▶ Data section:
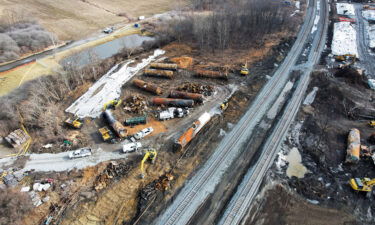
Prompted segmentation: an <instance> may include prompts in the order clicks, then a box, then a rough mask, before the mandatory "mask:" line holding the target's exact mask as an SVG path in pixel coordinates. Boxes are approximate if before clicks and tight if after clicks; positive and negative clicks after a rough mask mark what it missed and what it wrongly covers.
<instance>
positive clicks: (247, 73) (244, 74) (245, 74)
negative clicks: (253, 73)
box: [240, 62, 249, 76]
mask: <svg viewBox="0 0 375 225" xmlns="http://www.w3.org/2000/svg"><path fill="white" fill-rule="evenodd" d="M240 74H241V75H244V76H246V75H248V74H249V69H248V68H247V62H246V63H245V64H244V65H242V67H241V70H240Z"/></svg>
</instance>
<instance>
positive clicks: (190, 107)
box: [151, 98, 194, 108]
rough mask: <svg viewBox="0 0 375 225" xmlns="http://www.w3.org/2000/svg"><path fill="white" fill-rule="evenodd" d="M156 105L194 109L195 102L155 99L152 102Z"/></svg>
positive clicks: (190, 100) (171, 99)
mask: <svg viewBox="0 0 375 225" xmlns="http://www.w3.org/2000/svg"><path fill="white" fill-rule="evenodd" d="M151 102H152V104H154V105H166V106H175V107H181V108H185V107H189V108H191V107H193V106H194V101H193V100H191V99H176V98H153V99H152V100H151Z"/></svg>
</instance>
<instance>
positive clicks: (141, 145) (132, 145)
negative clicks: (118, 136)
mask: <svg viewBox="0 0 375 225" xmlns="http://www.w3.org/2000/svg"><path fill="white" fill-rule="evenodd" d="M140 148H142V144H141V143H140V142H134V143H127V144H124V145H123V146H122V152H123V153H130V152H135V151H137V150H138V149H140Z"/></svg>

▶ Exercise details: Convert every line of the records above into a JSON list of strings, one string per line, skipping blank lines and leaving out the pictures.

▶ Solution:
[
  "Prompted segmentation: an <instance> may include prompts in the order clicks, then a box, then a rough mask, before the mandatory \"mask:\" line holding the target's exact mask as an SVG path in pixel coordinates. Boxes are approximate if before clicks and tight if after clicks; positive and negative clicks after a rough mask mark what it missed and what it wrongly covers.",
  "<instance>",
  "positive clicks: (247, 73) (244, 74) (245, 74)",
  "negative clicks: (253, 73)",
  "box: [240, 62, 249, 76]",
  "mask: <svg viewBox=\"0 0 375 225\" xmlns=\"http://www.w3.org/2000/svg\"><path fill=\"white\" fill-rule=\"evenodd\" d=\"M240 74H241V75H244V76H246V75H248V74H249V69H248V68H247V62H246V63H245V64H244V65H242V67H241V70H240Z\"/></svg>",
  "</instance>",
  "<instance>",
  "positive clicks: (190, 107)",
  "box: [151, 98, 194, 108]",
  "rough mask: <svg viewBox=\"0 0 375 225\" xmlns=\"http://www.w3.org/2000/svg\"><path fill=\"white\" fill-rule=\"evenodd\" d=\"M156 105L194 109L195 102L155 99L152 102Z\"/></svg>",
  "positive clicks: (190, 100) (171, 99)",
  "mask: <svg viewBox=\"0 0 375 225\" xmlns=\"http://www.w3.org/2000/svg\"><path fill=\"white\" fill-rule=\"evenodd\" d=\"M151 102H152V104H154V105H166V106H175V107H181V108H185V107H189V108H191V107H193V106H194V101H193V100H191V99H176V98H153V99H152V100H151Z\"/></svg>",
  "</instance>",
  "<instance>",
  "positive clicks: (141, 145) (132, 145)",
  "negative clicks: (118, 136)",
  "mask: <svg viewBox=\"0 0 375 225\" xmlns=\"http://www.w3.org/2000/svg\"><path fill=\"white\" fill-rule=\"evenodd\" d=\"M140 148H142V144H141V143H140V142H134V143H127V144H124V145H123V146H122V152H123V153H130V152H135V151H137V150H138V149H140Z\"/></svg>"
]